§ **Stated task**:
Provide an exact reproduction of every entry.

§ **Recorded information**:
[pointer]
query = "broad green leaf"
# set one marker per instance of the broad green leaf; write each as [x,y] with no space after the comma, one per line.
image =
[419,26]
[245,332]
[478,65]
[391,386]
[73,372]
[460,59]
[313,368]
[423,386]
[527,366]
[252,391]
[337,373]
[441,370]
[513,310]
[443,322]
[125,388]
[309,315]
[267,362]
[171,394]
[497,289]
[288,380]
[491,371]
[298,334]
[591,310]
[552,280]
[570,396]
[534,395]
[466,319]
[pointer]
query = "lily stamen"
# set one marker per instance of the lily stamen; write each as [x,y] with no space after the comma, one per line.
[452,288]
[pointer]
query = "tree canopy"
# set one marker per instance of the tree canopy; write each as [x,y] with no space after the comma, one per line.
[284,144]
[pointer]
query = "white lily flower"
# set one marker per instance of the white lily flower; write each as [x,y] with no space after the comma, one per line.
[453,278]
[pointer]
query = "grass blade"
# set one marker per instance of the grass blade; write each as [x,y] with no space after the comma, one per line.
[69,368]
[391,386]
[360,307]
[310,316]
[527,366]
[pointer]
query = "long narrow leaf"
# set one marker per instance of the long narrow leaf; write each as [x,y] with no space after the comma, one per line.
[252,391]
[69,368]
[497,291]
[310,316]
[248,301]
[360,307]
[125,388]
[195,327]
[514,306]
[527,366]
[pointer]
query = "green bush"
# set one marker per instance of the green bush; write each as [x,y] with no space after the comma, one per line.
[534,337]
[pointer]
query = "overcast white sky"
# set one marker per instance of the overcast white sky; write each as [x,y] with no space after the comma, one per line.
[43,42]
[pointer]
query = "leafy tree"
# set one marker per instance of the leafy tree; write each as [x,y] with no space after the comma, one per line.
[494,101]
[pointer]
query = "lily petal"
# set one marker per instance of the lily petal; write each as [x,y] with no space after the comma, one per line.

§ **The solution**:
[pointer]
query = "broad green leaf"
# set one marker per instance of the broad green leaf; write each as [x,y] with no space after the comma, one per line.
image =
[419,26]
[245,332]
[478,65]
[391,386]
[73,372]
[460,59]
[313,368]
[423,386]
[527,366]
[252,391]
[337,373]
[441,370]
[513,310]
[443,322]
[125,388]
[309,315]
[267,362]
[171,394]
[497,289]
[288,380]
[491,371]
[298,334]
[591,310]
[552,280]
[570,396]
[534,395]
[466,319]
[pointer]
query = "lily stamen"
# set one marker per instance of the lily stamen; write each as [x,y] with no space after the comma, one per line.
[452,288]
[pointer]
query = "tree canopy"
# set one marker per instance of the tree canopy; write each as [x,y] with no space after the comma, one per line.
[284,144]
[pointer]
query = "white lily flower"
# set one marker per instance of the white lily flower; write each as [x,y] with no space after the comma, one per line.
[453,278]
[pointer]
query = "grass blade"
# set one marker per instance of the grass blade; write each as [x,y] with no space after the comma, one per line.
[69,368]
[391,386]
[360,307]
[310,316]
[527,366]
[pointer]
query = "long narrow leaf"
# set one marker per instance of the long narrow leaf; write each as [x,y] with no space after the comma, one per line.
[252,391]
[69,368]
[497,291]
[310,316]
[248,301]
[360,307]
[125,388]
[195,327]
[514,306]
[527,366]
[pointer]
query = "green bush"
# set one marker per instance of the green bush; write each as [x,y] with no space after the comma, one per line.
[534,337]
[pointer]
query = "overcast white sky"
# set one marker per instance of the overcast white sky; write each as [x,y] with no space after the comma, one per line.
[43,42]
[pointer]
query = "leafy tree"
# set one marker per instance of the leafy tree; write each as [x,y] with no space after the comma, one per line.
[494,101]
[pointer]
query = "lily petal"
# set one marker per instance of the lily petal; write each as [x,y] with no space after the comma, one per line.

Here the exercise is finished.